▶ EXERCISE GOAL:
Render every line of the material below as a Markdown table with the columns "Row" and "Line", numbering the rows and leaving out blank lines.

PROVIDED DATA Block Start

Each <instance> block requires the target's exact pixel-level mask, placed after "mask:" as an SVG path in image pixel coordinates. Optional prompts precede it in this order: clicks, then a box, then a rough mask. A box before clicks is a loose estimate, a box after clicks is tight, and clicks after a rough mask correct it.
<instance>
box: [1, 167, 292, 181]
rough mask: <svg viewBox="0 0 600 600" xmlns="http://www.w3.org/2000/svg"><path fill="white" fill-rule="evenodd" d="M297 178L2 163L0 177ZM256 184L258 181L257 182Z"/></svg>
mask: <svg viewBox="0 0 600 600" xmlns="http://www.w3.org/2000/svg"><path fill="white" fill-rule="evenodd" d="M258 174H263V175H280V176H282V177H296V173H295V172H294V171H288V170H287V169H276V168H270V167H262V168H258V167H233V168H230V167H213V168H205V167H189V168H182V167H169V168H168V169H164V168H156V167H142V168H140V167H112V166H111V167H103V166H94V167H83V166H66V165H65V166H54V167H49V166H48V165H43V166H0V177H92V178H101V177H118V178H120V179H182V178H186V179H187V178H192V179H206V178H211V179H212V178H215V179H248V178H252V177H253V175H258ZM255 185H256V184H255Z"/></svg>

PROVIDED DATA Block End

▶ REPLY:
| Row | Line |
|---|---|
| 1 | Each <instance> block requires the target's exact pixel-level mask, placed after "mask:" as an SVG path in image pixel coordinates. Optional prompts precede it in this order: clicks, then a box, then a rough mask. A box before clicks is a loose estimate, a box after clicks is tight, and clicks after a rough mask correct it. |
| 2 | <instance> |
| 3 | box: [1, 167, 292, 181] |
| 4 | rough mask: <svg viewBox="0 0 600 600" xmlns="http://www.w3.org/2000/svg"><path fill="white" fill-rule="evenodd" d="M297 178L2 163L0 177ZM256 184L258 181L257 182Z"/></svg> |
| 5 | mask: <svg viewBox="0 0 600 600" xmlns="http://www.w3.org/2000/svg"><path fill="white" fill-rule="evenodd" d="M258 174H263V175H280V176H282V177H296V173H295V172H294V171H288V170H287V169H276V168H270V167H262V168H258V167H233V168H230V167H213V168H205V167H189V168H182V167H169V168H168V169H164V168H156V167H142V168H140V167H112V166H111V167H103V166H94V167H83V166H66V165H65V166H54V167H49V166H48V165H43V166H0V177H92V178H101V177H118V178H120V179H182V178H186V179H187V178H192V179H206V178H211V179H212V178H215V179H248V178H252V177H253V175H258ZM255 185H256V184H255Z"/></svg> |